▶ [Instructions for the task] Return every line of the listing that contains the string "purple", treating uppercase and lowercase as different.

^^^^

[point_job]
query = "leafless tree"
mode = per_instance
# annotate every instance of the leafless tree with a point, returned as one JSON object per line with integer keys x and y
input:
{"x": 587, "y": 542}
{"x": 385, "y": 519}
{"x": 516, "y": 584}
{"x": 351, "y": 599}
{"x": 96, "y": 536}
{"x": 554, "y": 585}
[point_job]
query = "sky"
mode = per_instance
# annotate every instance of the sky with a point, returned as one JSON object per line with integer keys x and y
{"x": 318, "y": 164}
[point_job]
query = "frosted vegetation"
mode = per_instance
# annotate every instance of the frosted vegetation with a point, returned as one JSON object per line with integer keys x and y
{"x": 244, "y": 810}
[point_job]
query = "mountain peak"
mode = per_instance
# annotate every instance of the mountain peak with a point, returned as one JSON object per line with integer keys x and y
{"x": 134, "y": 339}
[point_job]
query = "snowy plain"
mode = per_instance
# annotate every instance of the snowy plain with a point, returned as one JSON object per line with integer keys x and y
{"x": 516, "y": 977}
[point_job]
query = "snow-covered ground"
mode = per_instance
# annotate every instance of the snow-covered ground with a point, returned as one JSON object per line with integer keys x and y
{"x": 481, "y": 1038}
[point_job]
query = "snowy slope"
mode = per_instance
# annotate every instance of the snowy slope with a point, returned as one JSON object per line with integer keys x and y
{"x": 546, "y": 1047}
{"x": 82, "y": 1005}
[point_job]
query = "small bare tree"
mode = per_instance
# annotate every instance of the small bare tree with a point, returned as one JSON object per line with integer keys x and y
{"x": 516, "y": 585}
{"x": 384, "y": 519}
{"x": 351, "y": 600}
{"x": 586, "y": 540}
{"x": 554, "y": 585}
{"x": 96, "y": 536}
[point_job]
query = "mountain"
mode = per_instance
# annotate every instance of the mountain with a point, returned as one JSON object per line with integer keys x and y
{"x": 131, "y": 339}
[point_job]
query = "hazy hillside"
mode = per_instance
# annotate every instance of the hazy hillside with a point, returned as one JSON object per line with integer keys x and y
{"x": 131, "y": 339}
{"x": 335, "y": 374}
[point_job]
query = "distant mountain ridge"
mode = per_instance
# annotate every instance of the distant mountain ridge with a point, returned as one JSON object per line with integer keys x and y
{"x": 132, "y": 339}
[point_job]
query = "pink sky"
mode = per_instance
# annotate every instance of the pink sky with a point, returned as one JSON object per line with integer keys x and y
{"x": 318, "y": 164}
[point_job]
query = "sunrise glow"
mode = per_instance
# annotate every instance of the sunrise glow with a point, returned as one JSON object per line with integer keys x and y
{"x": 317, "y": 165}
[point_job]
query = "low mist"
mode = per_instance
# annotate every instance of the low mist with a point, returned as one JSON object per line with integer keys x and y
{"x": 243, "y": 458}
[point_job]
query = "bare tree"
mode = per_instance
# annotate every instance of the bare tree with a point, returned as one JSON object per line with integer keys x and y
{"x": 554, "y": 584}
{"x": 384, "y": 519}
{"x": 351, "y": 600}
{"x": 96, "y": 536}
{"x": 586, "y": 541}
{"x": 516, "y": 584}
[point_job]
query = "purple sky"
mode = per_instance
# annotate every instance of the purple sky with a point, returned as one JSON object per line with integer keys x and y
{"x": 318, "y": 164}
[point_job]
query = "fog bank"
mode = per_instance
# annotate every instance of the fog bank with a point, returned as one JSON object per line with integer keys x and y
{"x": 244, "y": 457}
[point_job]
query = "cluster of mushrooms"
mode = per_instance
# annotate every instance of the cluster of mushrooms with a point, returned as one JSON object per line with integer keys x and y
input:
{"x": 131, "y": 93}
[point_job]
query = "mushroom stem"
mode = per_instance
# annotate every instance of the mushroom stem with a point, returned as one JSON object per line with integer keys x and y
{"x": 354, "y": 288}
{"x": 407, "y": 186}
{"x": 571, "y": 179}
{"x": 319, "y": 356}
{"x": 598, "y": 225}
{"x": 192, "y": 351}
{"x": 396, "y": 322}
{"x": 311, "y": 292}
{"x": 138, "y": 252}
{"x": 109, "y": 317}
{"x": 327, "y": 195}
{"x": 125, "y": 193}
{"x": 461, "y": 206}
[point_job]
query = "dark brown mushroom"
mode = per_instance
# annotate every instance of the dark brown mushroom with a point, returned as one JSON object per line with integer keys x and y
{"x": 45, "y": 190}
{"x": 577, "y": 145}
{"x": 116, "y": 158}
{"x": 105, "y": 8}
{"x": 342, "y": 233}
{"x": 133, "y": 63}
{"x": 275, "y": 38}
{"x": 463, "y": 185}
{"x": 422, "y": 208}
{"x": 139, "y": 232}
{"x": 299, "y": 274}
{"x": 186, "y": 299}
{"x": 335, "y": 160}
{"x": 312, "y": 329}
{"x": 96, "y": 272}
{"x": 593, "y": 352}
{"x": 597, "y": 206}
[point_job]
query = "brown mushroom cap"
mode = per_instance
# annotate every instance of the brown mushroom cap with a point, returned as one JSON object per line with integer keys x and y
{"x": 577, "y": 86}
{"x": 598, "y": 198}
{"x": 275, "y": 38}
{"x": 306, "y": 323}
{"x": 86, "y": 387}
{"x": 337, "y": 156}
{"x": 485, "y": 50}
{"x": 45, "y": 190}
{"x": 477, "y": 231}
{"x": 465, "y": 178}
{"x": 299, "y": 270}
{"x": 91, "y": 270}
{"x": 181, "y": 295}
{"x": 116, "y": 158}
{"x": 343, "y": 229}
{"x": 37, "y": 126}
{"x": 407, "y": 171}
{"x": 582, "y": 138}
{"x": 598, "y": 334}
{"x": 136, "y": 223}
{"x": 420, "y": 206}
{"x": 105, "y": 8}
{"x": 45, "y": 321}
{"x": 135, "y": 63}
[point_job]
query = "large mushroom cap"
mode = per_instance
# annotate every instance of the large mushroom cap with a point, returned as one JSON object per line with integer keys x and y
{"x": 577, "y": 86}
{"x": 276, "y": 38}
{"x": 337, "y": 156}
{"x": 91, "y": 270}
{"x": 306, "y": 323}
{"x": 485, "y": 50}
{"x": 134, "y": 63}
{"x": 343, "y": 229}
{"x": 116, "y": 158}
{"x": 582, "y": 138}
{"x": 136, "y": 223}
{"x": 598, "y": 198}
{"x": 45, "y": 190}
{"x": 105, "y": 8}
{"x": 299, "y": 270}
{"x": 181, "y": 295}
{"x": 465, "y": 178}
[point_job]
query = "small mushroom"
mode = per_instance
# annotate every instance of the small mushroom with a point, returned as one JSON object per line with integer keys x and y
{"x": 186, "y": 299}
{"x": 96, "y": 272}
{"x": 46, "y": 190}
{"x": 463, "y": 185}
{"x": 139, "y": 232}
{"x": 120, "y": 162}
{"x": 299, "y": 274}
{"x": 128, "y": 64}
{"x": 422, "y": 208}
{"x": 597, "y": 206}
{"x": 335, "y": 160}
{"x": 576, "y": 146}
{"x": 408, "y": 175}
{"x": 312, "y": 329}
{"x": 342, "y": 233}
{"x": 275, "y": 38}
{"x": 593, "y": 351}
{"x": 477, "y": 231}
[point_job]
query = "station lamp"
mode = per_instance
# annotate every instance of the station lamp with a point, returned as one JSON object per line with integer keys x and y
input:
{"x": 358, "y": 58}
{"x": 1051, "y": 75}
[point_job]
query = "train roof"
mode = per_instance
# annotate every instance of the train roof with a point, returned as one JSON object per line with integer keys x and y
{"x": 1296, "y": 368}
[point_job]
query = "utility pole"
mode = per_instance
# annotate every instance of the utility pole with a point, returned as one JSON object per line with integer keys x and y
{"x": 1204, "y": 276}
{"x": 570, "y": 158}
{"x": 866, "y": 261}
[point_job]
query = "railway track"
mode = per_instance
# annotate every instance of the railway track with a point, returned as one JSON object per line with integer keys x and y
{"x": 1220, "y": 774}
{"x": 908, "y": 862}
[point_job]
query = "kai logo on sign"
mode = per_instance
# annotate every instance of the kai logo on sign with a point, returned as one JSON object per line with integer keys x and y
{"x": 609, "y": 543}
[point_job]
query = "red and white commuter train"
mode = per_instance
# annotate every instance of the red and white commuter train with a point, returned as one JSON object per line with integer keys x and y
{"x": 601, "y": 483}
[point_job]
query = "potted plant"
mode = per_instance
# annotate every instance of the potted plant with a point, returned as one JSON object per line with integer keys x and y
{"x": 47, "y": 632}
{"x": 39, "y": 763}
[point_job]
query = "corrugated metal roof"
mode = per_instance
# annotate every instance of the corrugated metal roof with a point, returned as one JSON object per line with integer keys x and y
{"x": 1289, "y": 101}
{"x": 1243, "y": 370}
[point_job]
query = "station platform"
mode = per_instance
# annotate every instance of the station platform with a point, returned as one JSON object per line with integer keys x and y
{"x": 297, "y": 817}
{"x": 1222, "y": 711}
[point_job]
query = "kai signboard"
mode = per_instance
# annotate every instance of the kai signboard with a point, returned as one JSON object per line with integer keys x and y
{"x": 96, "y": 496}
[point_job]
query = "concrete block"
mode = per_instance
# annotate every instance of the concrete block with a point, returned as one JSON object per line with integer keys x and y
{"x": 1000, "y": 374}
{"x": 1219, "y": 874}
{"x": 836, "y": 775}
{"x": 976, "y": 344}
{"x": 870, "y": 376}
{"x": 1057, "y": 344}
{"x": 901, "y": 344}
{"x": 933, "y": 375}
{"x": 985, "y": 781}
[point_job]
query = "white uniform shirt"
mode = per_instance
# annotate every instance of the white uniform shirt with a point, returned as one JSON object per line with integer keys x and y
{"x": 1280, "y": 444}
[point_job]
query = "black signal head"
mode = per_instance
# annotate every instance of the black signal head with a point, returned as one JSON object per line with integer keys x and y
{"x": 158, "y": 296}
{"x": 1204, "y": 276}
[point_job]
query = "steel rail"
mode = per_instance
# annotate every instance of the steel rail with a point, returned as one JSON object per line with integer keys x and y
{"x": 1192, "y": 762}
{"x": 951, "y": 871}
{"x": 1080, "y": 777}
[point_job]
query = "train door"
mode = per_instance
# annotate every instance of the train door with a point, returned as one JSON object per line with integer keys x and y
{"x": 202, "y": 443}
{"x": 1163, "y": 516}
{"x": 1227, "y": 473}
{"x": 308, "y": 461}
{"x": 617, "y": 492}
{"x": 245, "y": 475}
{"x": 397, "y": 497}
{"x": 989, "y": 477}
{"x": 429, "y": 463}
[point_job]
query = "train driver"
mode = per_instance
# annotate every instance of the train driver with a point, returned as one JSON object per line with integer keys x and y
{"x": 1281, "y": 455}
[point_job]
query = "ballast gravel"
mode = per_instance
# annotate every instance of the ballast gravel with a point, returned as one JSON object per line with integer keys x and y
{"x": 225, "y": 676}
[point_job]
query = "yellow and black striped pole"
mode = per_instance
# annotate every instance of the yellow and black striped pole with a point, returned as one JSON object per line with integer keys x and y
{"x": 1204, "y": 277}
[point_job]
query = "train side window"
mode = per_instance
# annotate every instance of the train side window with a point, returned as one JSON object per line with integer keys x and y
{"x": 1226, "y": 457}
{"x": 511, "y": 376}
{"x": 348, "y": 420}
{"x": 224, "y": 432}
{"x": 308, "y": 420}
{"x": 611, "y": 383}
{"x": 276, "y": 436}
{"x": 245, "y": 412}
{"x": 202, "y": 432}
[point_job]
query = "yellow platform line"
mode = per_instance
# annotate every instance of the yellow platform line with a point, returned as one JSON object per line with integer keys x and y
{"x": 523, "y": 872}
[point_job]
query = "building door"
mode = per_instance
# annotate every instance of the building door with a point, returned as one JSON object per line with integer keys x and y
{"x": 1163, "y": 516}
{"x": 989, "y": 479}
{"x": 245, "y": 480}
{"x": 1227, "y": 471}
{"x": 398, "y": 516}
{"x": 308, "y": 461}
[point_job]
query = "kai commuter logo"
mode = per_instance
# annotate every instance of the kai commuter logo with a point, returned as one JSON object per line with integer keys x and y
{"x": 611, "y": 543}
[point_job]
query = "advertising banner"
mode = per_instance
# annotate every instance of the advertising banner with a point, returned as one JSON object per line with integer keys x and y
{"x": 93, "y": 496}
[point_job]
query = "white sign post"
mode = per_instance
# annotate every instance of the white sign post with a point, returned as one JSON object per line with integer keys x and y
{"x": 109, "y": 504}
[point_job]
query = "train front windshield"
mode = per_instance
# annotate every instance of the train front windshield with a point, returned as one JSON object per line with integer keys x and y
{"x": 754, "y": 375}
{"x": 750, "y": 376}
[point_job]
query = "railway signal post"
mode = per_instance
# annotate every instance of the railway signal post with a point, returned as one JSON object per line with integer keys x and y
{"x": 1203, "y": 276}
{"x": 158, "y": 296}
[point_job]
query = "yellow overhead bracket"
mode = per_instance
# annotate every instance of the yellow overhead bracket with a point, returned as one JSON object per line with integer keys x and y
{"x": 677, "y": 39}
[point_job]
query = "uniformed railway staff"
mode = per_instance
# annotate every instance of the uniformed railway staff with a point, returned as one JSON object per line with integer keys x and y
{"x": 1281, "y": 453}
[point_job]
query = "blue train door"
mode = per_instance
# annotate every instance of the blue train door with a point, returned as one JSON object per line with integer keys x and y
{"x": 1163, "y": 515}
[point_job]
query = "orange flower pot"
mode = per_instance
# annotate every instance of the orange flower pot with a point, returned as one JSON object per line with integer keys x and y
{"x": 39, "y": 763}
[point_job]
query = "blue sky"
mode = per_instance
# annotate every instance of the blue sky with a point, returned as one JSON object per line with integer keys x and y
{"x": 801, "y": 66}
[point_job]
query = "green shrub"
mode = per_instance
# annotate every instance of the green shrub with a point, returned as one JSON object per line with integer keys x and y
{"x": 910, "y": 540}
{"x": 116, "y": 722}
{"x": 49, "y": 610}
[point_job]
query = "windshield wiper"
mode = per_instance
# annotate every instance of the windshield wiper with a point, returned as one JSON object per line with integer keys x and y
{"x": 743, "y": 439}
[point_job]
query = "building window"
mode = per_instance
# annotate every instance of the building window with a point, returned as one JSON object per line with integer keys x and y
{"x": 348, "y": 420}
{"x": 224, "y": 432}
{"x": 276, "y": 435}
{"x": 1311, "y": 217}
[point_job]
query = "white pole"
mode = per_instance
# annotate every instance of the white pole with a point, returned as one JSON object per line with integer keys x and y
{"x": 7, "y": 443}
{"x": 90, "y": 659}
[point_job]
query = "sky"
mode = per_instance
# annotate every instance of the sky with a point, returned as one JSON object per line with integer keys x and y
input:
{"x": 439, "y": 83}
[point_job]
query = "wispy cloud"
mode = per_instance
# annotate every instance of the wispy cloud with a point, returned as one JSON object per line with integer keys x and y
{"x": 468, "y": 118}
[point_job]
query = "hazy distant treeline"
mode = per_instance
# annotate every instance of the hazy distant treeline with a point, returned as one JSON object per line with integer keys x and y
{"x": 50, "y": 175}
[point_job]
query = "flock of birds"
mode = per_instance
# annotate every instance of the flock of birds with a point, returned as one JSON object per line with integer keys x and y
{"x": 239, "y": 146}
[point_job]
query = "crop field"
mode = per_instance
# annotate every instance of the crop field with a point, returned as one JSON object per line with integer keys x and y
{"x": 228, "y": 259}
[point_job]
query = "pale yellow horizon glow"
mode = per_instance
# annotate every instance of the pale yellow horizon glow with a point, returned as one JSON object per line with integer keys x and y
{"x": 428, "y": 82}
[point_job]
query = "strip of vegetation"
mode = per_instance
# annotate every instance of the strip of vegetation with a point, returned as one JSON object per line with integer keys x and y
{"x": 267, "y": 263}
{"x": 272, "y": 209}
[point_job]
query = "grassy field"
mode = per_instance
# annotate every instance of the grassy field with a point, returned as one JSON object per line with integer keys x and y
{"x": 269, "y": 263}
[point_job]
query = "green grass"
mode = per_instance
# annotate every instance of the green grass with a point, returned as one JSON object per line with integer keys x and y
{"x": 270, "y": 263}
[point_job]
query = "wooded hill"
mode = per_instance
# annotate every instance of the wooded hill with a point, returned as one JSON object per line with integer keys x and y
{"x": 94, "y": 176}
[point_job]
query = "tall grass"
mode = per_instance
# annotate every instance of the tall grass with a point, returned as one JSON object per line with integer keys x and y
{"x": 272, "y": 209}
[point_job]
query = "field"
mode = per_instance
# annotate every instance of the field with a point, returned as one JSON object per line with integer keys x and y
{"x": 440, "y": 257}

^^^^

▶ [Exercise output]
query = "purple sky"
# annotate every instance of the purple sky with a point, returned as one JSON object per line with integer keys x and y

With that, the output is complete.